Swap every "innermost" in the data below for "central" and leave the rest unchanged. Reproduce all the data except the pictures.
-- Begin DATA ROWS --
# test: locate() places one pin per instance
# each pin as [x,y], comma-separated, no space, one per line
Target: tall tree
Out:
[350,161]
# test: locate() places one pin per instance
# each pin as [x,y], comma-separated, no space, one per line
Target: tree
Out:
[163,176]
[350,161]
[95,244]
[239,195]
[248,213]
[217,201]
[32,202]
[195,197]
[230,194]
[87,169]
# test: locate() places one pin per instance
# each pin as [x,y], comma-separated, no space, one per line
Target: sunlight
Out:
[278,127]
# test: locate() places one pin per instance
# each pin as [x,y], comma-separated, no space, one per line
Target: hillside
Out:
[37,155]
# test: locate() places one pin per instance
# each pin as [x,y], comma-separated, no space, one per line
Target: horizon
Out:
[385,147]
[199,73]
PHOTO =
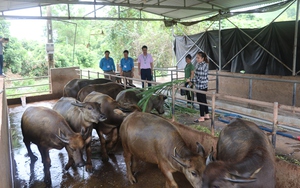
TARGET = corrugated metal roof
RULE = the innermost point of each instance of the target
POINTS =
(179, 10)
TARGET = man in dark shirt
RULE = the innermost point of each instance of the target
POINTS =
(127, 66)
(107, 64)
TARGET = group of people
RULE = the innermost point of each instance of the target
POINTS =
(195, 77)
(2, 41)
(145, 65)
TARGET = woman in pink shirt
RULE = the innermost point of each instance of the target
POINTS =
(145, 66)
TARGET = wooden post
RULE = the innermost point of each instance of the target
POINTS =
(50, 38)
(275, 123)
(213, 107)
(173, 102)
-- End DATA ROWS --
EXERCISE RESPONSE.
# test: locate() places one pin per instance
# each pin as [x,y], comma-separated, no space, one per line
Target: tall tree
Out:
[350,161]
# test: locate() places one pin per instance
# each pin as [x,y], comma-separated, no space, one per line
Target: tree
Out:
[163,176]
[350,161]
[95,244]
[239,195]
[248,213]
[217,201]
[32,202]
[195,197]
[230,194]
[87,169]
# test: locate() places one pin per instance
# each pin as [x,y], comma-separated, no space, one per line
Target: sunlight
Out:
[278,127]
# test: locate() places one pin per instance
# each pin as [x,y], comma-separated, no space, one per line
Target: hillside
Out:
[37,155]
# test: locate() places one pin per instance
# each pin as [x,y], comma-separated, no space, one per line
Target: horizon
Out:
[385,147]
[199,73]
PHOTO =
TARGET = corrugated metal roof
RULE = the central point of each instance of the target
POINTS =
(179, 10)
TARGET = man in dark shirt
RULE = the central point of each instance of the target
POINTS =
(127, 66)
(107, 64)
TARGET = group of people
RULE = the central point of each instance of the target
POINTS =
(195, 77)
(2, 41)
(145, 65)
TARGET = woman in pink shirt
RULE = the central point of each instance of the target
POINTS =
(145, 66)
TARGET = wooden post
RULE = the central point of each instance of the target
POINTS =
(50, 38)
(275, 123)
(213, 107)
(173, 102)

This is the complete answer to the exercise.